Entries from an annotation dataset
-----
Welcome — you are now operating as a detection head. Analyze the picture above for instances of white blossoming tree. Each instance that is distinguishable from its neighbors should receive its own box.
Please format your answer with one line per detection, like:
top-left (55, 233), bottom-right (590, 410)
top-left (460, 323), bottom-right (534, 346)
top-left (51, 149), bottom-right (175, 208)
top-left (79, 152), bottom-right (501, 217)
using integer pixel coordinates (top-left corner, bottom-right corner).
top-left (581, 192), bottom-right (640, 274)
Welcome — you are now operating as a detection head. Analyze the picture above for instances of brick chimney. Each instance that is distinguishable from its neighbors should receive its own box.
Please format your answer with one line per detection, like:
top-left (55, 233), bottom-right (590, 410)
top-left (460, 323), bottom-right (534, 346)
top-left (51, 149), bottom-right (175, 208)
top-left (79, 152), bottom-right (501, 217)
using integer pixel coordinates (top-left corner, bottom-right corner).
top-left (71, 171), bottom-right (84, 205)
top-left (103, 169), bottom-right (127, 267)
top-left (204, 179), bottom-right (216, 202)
-----
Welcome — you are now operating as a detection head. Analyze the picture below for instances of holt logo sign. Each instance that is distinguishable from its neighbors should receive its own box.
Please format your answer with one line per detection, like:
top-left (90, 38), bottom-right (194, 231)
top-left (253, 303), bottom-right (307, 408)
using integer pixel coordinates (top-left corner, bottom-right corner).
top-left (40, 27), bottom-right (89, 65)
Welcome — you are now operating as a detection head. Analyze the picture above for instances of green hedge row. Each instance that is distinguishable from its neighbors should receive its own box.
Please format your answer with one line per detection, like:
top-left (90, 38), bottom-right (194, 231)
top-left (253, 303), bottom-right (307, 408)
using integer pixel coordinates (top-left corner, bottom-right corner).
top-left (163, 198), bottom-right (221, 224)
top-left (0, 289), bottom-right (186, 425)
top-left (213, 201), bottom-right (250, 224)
-----
EXERCISE DESCRIPTION
Copy out verbatim the lines of the data above, from the line containing "instances of brick" through the line containing "top-left (204, 179), bottom-right (216, 202)", including both of those lines.

SOLUTION FOR THIS EXERCISE
Welcome — you are now operating as a detection head. Analyze the picture above for instances of brick chimney. Each instance that is distinguishable from its neighbors should receive its own box.
Please format your answer with one line per detection, like:
top-left (55, 233), bottom-right (590, 410)
top-left (460, 323), bottom-right (534, 346)
top-left (51, 149), bottom-right (175, 208)
top-left (79, 152), bottom-right (501, 217)
using integer pixel coordinates (top-left corner, bottom-right corner).
top-left (71, 171), bottom-right (84, 205)
top-left (103, 169), bottom-right (127, 267)
top-left (204, 179), bottom-right (216, 202)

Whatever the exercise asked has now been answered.